[Your goal]
Rewrite the lines below as a Markdown table with two columns, No. and Line, giving each line its own numbered row and skipping any blank lines.

[The data]
####
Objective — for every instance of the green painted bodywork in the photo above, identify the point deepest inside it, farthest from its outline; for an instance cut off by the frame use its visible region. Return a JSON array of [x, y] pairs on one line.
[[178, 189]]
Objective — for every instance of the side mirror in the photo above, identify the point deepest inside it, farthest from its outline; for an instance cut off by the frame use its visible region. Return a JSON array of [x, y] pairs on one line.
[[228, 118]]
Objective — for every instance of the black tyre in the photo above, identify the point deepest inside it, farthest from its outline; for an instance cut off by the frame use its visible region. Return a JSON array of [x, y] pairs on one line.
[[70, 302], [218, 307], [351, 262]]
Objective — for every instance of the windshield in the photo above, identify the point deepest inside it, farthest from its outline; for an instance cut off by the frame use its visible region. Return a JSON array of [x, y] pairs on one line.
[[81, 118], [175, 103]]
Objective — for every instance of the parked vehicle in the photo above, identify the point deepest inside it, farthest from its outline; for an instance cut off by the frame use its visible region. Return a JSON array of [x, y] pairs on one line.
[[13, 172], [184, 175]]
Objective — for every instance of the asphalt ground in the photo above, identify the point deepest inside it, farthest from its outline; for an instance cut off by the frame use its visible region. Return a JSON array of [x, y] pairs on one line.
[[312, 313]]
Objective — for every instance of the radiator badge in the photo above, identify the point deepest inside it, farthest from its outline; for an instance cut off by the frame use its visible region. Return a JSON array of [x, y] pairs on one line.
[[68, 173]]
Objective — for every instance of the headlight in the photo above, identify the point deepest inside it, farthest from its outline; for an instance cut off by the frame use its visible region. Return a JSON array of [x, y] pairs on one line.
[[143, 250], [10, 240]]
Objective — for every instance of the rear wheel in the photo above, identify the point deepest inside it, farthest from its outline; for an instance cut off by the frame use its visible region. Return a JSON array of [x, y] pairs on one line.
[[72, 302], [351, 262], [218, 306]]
####
[Correct answer]
| No. | Line |
|---|---|
| 1 | Objective — for every instance of the green painted bodywork in the photo above, identify the point deepest inside it, farthest from its outline; for an instance cut off by the frame use its visible region. Return a JSON array of [x, y] pairs on one line. |
| 2 | [[178, 189]] |
| 3 | Objective — for every instance of the side mirror in the photo above, identify the point deepest inside it, farthest from its outline; for an instance cut off by the frame use its visible region. Return a JSON array of [x, y] pairs on one line. |
| 4 | [[228, 118]] |
| 5 | Objective — for every instance of the black tyre in the photo above, identify the point deepest inside it, farthest from its outline; for an instance cut off by the frame use its visible region. Return a JSON array of [x, y] pairs on one line. |
| 6 | [[70, 302], [218, 307], [351, 262]] |
| 7 | Objective — for every instance of the windshield in the photo above, identify the point deepest inside it, farthest from its outline; for an instance cut off by the frame use its visible region. Return a JSON array of [x, y] pairs on one line. |
| 8 | [[81, 118], [175, 103]] |
| 9 | Objective — for every instance of the parked vehicle in the photo above, identify the point deepest inside it, farthest from its outline; for an instance cut off by the frame use its visible region. Return a JSON array of [x, y] pairs on one line. |
| 10 | [[13, 172], [184, 175]] |
| 11 | Objective — for every instance of the asphalt ground in the photo above, identify the point deepest inside it, farthest from its outline; for an instance cut off by the frame use its visible region. Return a JSON array of [x, y] pairs on one line. |
| 12 | [[312, 313]] |
| 13 | Objective — for every instance of the radiator badge in the photo above, identify the point deepest inside it, farthest from its outline; for an instance cut off by the frame use its visible region. Return a JSON array of [x, y] pairs on one line. |
| 14 | [[68, 173]] |
| 15 | Objective — for every instance of the headlight in the photo above, identify the point deepest inside it, farthest from its outline; for an instance cut off by the frame use its visible region. Return a JSON array of [x, y] pairs on one line. |
| 16 | [[143, 250], [10, 240]] |
| 17 | Objective — for every instance of the rear wheel in the photo above, identify the point deepest inside it, farthest from its outline; for an instance cut off by the frame use its visible region. Return a JSON array of [x, y] pairs on one line. |
| 18 | [[72, 302], [351, 262], [218, 306]] |